- **Exercise details**:
Copy the lines below word for word, beginning at the line that contains "Please locate the stone seating" and continuing through the last line of the file.

A section of a data file

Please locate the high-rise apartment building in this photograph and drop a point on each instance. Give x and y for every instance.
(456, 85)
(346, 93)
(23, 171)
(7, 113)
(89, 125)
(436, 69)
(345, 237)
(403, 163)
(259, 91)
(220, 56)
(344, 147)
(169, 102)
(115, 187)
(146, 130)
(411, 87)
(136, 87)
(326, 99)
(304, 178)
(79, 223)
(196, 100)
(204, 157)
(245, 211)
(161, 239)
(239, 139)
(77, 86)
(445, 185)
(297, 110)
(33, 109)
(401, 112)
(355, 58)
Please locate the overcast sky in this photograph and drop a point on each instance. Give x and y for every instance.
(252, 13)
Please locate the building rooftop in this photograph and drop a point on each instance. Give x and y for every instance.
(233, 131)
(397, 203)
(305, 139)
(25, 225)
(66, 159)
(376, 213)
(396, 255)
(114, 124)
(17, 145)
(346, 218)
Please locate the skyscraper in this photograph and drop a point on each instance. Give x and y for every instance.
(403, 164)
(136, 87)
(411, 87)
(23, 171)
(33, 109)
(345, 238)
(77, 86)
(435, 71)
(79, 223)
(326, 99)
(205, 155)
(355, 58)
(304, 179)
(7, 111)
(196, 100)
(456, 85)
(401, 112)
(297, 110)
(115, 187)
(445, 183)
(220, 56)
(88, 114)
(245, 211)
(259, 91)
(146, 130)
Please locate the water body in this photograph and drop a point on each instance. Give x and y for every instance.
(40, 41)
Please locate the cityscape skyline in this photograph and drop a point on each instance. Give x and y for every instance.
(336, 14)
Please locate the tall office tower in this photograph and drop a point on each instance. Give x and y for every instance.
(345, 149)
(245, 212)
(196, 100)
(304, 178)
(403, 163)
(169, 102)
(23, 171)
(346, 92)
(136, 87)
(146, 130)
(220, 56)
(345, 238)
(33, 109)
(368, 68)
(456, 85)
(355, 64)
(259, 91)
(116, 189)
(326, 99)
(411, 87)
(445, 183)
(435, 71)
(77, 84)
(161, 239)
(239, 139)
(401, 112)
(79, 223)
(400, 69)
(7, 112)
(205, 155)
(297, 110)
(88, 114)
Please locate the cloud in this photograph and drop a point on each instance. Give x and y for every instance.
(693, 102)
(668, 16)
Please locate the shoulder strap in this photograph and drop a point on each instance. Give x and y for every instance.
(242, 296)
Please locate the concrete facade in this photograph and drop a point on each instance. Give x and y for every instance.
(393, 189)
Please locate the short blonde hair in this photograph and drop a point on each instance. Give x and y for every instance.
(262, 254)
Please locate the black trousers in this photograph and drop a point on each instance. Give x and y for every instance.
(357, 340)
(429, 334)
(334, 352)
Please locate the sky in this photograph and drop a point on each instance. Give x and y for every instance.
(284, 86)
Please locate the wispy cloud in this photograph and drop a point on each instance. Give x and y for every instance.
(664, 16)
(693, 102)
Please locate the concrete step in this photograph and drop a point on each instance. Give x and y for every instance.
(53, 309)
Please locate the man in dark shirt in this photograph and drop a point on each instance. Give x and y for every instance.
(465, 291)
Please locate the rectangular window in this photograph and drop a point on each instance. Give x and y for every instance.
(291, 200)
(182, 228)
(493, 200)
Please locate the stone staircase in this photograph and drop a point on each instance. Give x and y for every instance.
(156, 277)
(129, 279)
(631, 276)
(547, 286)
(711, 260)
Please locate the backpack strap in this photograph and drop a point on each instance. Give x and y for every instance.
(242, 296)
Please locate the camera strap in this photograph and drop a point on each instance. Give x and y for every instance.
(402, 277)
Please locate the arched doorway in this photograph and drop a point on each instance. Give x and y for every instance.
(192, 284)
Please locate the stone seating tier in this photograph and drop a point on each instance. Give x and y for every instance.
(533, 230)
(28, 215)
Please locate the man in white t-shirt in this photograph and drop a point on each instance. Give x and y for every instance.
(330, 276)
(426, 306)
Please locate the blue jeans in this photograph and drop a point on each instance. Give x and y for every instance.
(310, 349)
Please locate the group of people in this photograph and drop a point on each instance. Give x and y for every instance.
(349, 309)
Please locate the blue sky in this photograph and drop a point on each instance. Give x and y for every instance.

- **Result for this task**:
Please locate the stone seating tier in this photograph and drop a point on each instance. Give x and y for every instance.
(533, 230)
(28, 215)
Please locate the man in white t-shirt in this photograph and drop a point on each instance. Give x and y for every instance.
(330, 276)
(426, 306)
Please locate the blue jeans in this photograph and drop a point on each instance. Give x and y for every instance.
(310, 349)
Please locate the group of people in this photograph and drop a point on each instance. Give x and y for every instance.
(349, 309)
Please locate the blue sky in this photograph and drop a point on each instance. Give x and y for every instance.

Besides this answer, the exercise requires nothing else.